(Records excerpted from a collection)
* START *
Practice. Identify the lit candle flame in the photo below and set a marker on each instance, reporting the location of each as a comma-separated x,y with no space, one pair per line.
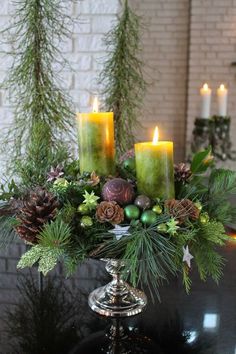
222,87
95,105
155,136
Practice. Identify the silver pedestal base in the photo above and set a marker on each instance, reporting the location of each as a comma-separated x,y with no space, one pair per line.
118,298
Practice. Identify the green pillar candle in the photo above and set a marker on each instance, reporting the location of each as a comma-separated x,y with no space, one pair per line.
96,143
155,169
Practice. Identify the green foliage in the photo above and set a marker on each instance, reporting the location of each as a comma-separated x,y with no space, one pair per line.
42,321
122,77
149,257
42,113
201,161
52,242
57,234
29,258
9,190
222,185
214,232
7,230
67,213
46,257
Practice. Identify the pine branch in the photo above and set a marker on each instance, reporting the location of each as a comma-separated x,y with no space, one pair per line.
42,111
222,185
7,230
57,234
122,77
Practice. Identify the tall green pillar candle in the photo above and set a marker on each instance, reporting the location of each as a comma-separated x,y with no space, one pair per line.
96,142
155,169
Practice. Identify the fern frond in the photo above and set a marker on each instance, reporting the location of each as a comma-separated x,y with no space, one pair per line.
57,234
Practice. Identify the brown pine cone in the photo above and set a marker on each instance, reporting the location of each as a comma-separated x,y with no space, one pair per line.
38,208
109,212
182,209
182,172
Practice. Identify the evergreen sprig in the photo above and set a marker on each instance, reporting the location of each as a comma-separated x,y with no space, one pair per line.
43,115
122,76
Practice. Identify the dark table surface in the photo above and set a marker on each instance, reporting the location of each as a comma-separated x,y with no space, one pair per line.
202,322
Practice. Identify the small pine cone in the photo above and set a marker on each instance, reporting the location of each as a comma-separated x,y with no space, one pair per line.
38,208
109,212
182,172
182,210
129,154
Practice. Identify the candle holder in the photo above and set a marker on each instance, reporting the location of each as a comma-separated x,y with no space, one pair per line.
117,298
214,132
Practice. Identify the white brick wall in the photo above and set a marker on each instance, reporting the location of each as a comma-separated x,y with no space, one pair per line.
165,55
84,50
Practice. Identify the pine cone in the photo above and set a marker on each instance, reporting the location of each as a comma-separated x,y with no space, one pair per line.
182,172
39,207
110,212
182,210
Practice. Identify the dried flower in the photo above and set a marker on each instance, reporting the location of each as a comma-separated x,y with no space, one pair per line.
110,212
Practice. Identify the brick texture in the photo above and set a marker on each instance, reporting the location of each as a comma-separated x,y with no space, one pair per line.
212,50
165,45
182,49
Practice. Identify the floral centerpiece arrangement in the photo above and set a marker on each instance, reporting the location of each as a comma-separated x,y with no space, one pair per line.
74,216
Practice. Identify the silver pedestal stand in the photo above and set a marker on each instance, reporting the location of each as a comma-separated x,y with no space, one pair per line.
117,298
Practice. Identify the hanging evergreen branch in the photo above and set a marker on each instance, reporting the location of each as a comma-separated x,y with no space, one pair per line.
122,77
42,111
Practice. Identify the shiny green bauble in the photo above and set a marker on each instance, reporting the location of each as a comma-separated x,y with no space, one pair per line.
83,209
149,217
132,212
86,221
143,202
129,164
204,218
157,209
162,228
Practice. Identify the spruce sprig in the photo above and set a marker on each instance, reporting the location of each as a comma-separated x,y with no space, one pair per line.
122,76
42,111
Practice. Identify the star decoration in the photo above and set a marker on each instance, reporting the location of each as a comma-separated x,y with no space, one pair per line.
120,231
172,226
187,256
90,200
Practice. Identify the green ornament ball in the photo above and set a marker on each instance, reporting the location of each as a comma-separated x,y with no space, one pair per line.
149,217
129,164
86,221
157,209
162,227
132,212
83,209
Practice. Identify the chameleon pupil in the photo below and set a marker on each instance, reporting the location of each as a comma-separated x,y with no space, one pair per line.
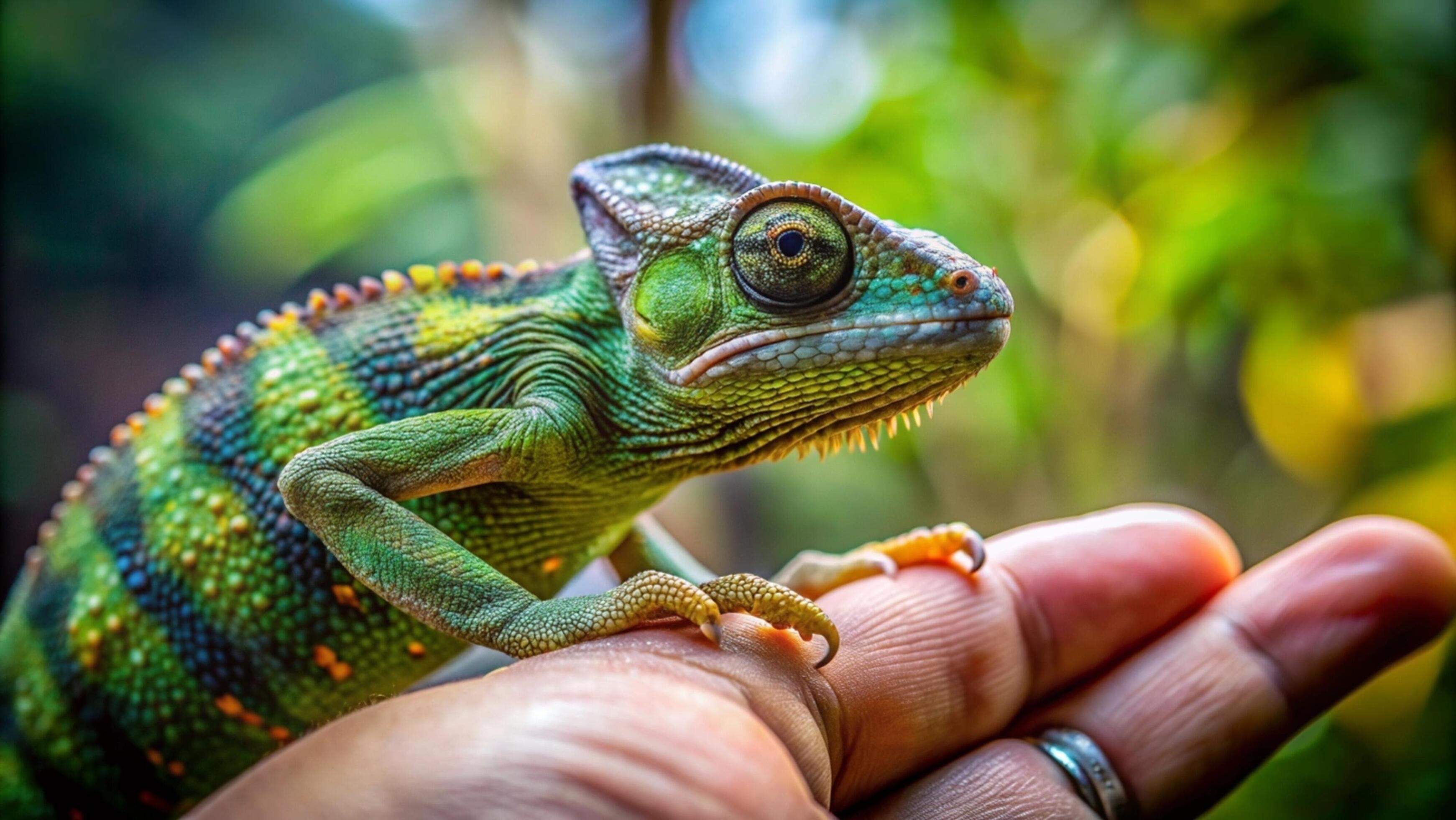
791,242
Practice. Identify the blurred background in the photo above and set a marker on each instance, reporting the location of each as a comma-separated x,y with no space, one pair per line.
1229,226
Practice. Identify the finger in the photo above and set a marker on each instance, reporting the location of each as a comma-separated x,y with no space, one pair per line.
934,662
1001,781
1194,713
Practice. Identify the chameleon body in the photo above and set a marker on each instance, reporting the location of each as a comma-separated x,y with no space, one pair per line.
343,496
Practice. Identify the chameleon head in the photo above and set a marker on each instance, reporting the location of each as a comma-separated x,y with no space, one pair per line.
750,297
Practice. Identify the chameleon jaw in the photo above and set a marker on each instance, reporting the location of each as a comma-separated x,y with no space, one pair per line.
963,324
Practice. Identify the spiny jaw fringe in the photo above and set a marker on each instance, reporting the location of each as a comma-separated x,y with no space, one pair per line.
866,436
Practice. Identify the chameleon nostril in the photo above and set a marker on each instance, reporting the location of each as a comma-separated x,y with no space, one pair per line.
961,283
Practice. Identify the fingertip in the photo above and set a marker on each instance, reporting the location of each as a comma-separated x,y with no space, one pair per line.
1180,528
1419,564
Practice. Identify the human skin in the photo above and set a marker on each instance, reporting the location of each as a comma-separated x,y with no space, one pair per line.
1133,625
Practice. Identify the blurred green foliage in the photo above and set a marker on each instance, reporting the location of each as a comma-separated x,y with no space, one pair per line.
1229,225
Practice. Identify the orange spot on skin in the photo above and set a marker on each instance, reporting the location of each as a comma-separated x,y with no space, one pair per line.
120,436
324,656
155,405
423,276
345,595
153,802
318,300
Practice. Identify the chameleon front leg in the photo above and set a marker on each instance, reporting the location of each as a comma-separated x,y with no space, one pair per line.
649,547
348,493
813,573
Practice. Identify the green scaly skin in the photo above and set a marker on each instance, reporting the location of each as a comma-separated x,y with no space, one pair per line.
344,496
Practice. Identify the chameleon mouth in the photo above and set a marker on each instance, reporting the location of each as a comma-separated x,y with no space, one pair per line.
955,327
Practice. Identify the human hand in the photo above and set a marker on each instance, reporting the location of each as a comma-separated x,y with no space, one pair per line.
1132,625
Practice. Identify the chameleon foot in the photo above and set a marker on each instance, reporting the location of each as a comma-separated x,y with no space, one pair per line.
815,573
647,596
779,606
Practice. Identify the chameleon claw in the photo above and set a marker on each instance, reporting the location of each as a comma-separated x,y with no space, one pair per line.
881,561
779,606
972,556
832,638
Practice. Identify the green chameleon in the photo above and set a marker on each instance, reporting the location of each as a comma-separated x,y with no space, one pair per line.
348,493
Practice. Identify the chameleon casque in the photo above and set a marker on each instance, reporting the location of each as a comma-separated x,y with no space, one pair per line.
345,494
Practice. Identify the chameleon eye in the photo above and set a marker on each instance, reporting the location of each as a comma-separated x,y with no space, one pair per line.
791,253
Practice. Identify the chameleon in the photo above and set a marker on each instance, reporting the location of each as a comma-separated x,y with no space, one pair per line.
350,491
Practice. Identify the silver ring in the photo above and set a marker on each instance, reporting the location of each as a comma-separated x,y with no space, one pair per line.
1088,769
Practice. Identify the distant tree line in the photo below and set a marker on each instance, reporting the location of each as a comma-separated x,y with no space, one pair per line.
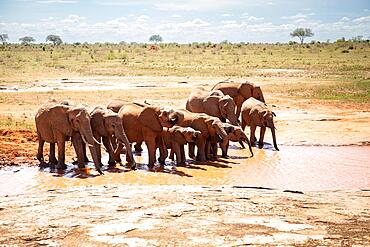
300,33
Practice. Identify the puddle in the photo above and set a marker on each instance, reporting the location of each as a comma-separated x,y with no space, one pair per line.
304,168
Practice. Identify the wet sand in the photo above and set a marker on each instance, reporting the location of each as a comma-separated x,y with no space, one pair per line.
293,168
323,165
143,215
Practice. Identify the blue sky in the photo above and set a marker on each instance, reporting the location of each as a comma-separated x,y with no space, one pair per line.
183,21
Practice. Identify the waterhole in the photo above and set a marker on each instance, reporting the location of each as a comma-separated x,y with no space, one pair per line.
305,168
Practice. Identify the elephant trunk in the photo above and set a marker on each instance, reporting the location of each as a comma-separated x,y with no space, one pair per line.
121,137
274,138
89,139
221,132
249,145
233,119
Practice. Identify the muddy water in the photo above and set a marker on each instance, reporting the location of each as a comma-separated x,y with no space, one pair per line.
293,168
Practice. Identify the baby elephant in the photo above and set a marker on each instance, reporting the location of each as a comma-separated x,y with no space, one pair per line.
256,113
175,138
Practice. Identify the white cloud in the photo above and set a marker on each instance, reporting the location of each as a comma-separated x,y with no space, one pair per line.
253,18
363,19
194,23
56,1
73,19
297,16
196,5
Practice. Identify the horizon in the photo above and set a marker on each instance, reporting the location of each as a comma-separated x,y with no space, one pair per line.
183,22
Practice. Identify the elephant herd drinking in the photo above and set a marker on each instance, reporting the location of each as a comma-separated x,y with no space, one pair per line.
202,124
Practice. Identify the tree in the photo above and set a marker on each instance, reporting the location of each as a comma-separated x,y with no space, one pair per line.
3,38
26,40
155,38
302,33
54,38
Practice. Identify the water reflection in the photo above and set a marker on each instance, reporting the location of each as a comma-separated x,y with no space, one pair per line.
292,168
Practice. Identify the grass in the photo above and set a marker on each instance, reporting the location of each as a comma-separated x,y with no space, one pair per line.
11,123
227,60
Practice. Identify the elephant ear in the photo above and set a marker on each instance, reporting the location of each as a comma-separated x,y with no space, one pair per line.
256,117
149,118
222,105
228,129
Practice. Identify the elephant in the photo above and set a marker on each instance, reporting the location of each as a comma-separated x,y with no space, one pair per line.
256,113
146,123
56,123
235,134
240,92
105,124
209,127
214,104
115,105
175,138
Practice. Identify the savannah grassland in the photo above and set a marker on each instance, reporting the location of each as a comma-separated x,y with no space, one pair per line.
337,71
320,92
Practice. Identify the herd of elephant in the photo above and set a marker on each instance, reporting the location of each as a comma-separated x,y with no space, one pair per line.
203,124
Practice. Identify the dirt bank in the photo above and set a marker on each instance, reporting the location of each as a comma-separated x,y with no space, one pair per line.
184,216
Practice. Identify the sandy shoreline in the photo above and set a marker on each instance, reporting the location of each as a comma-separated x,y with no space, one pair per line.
185,216
105,214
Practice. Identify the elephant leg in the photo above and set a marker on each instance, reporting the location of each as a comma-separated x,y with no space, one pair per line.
253,138
191,150
176,148
40,150
52,159
182,152
114,142
172,154
163,152
150,143
61,154
138,147
84,152
108,146
224,147
262,134
201,144
117,152
78,146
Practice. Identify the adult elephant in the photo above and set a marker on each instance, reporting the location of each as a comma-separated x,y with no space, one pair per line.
105,125
145,123
57,124
213,104
209,127
240,92
234,134
256,114
115,105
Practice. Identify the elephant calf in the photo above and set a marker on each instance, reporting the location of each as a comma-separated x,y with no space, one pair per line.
146,123
256,113
209,127
175,138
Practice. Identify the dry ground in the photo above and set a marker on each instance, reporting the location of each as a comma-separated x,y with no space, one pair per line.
186,215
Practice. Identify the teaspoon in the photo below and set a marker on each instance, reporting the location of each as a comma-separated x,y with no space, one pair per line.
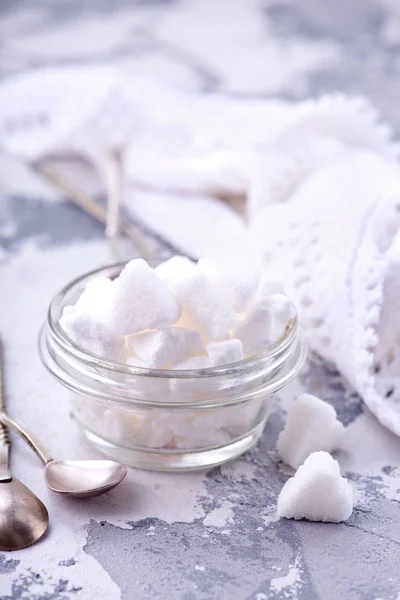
77,478
23,517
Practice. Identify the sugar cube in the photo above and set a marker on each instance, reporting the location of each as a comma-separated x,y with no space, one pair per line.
311,425
225,352
317,492
165,347
141,300
94,336
235,281
202,308
255,330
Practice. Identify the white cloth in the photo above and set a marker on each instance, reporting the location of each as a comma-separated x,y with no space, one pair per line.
321,183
* END *
▸ **WHAT THIS TASK INVOLVES**:
Only the lines from the one holding "Practice. Identify the dry" through the last line of the records should be output, please, exactly and without any pictures.

▸ **RESPONSE TO THIS TASK**:
Practice. Identify the dry ground in the photo above and set a marker on each instance, reporting the location of each as a comma-separated x,y with no space, one pair per line.
186,215
Practice. Identify the teaspoon in the photo below and set a marker on each instance, reporting the location of each as a comma-separated x,y with no space, one pair per line.
77,478
23,517
Practice. Identify the sugar cube in the photo above and set a marker on each instance, reporting the location of each as a comma-separated x,y with no space, one pair per line.
311,425
225,352
317,492
165,347
141,300
94,336
235,281
202,308
255,330
Practice. Identify the white cloth in the photo above and set a marker on each instance, reporting the location of each as a comma-separated x,y with no space, one pair per line.
321,183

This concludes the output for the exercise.